-- start SUPPLIED DATA --

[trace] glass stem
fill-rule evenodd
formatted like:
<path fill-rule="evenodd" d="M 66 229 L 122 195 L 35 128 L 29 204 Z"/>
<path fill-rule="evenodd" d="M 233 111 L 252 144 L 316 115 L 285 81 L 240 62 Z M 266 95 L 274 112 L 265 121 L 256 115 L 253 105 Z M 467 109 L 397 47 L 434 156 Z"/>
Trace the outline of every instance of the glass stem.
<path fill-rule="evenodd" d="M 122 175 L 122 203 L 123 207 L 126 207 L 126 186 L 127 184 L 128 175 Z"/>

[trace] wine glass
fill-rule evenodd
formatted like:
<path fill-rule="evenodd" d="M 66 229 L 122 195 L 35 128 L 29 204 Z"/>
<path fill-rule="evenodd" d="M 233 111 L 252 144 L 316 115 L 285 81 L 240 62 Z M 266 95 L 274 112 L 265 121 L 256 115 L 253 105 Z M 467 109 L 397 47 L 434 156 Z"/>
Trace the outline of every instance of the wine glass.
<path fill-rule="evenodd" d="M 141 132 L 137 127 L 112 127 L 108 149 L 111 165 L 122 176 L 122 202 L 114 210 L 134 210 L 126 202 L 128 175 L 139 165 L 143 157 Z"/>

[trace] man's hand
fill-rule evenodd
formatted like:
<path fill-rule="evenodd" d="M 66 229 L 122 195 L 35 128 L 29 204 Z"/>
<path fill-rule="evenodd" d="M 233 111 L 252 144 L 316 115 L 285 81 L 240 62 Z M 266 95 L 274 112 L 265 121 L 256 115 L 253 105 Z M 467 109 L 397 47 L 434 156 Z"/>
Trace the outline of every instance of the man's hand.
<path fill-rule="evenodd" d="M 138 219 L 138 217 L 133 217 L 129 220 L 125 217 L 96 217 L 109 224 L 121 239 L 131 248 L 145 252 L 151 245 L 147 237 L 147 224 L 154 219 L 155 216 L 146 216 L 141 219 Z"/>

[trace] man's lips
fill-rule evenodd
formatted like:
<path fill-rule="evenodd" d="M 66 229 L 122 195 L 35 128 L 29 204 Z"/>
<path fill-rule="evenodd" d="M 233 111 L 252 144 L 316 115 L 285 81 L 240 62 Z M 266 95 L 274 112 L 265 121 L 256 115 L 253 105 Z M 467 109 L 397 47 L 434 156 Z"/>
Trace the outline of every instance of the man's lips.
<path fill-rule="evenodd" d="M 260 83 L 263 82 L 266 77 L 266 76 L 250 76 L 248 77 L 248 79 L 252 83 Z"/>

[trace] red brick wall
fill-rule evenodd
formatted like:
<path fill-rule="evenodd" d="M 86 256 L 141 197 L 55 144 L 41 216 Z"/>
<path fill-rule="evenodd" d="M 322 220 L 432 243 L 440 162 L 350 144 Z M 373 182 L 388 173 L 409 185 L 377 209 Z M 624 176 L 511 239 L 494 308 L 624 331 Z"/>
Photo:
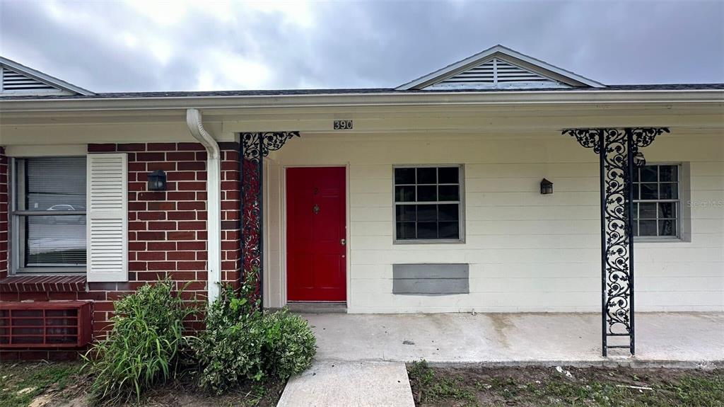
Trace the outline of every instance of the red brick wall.
<path fill-rule="evenodd" d="M 238 173 L 238 172 L 237 172 Z M 7 276 L 8 249 L 8 162 L 5 148 L 0 147 L 0 279 Z"/>
<path fill-rule="evenodd" d="M 222 278 L 237 283 L 240 273 L 240 202 L 238 143 L 221 143 Z M 89 153 L 128 154 L 128 280 L 127 282 L 91 282 L 84 293 L 22 293 L 2 294 L 2 301 L 93 300 L 93 331 L 102 337 L 109 329 L 113 301 L 147 282 L 170 276 L 185 298 L 206 298 L 206 152 L 196 143 L 90 144 Z M 0 156 L 1 157 L 2 156 Z M 5 167 L 0 164 L 0 174 Z M 167 190 L 148 191 L 148 174 L 163 169 Z M 0 175 L 1 177 L 1 175 Z M 0 188 L 2 188 L 0 177 Z M 0 209 L 2 191 L 0 189 Z M 7 201 L 7 194 L 6 196 Z M 0 217 L 0 242 L 7 246 L 5 217 Z M 0 214 L 0 217 L 2 217 Z M 5 225 L 5 226 L 4 226 Z M 0 243 L 0 245 L 2 245 Z M 1 246 L 4 247 L 4 246 Z M 0 251 L 0 256 L 3 256 Z M 7 250 L 5 251 L 7 256 Z M 3 257 L 0 257 L 0 267 Z M 7 261 L 4 263 L 7 264 Z M 0 268 L 0 272 L 2 269 Z M 7 270 L 7 267 L 6 267 Z M 6 271 L 7 272 L 7 271 Z M 198 322 L 190 322 L 198 327 Z M 6 353 L 6 358 L 8 354 Z"/>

-- end SUPPLIED DATA --

AIM: Rescale the listing starting at its first line and ending at the line that contains "141 132 L 137", both ends included. Write those lines out again, requests and all, with every coordinate in the answers multiplied by 2.5 and rounded to a whole number, halves rounding up.

RESPONSE BELOW:
[trace] glass stem
fill-rule evenodd
formatted like:
<path fill-rule="evenodd" d="M 66 229 L 122 195 L 35 128 L 29 204 Z"/>
<path fill-rule="evenodd" d="M 233 111 L 252 144 L 316 115 L 285 81 L 240 62 Z M 266 95 L 274 112 L 265 121 L 256 115 L 253 105 Z M 467 109 L 397 47 L 434 156 Z"/>
Trace the outline of every instance of the glass stem.
<path fill-rule="evenodd" d="M 305 438 L 305 508 L 308 518 L 315 518 L 315 465 L 318 460 L 320 438 Z"/>

[trace] wine glass
fill-rule evenodd
formatted like:
<path fill-rule="evenodd" d="M 66 229 L 122 195 L 35 128 L 29 204 Z"/>
<path fill-rule="evenodd" d="M 233 111 L 252 144 L 316 115 L 285 81 L 240 62 Z M 266 95 L 274 112 L 265 121 L 256 115 L 253 105 Z M 467 109 L 397 47 L 434 156 Z"/>
Trace the outline of every instance of the wine glass.
<path fill-rule="evenodd" d="M 353 330 L 343 318 L 280 318 L 270 373 L 278 413 L 305 440 L 305 505 L 285 525 L 335 525 L 315 505 L 320 438 L 348 413 L 358 393 Z"/>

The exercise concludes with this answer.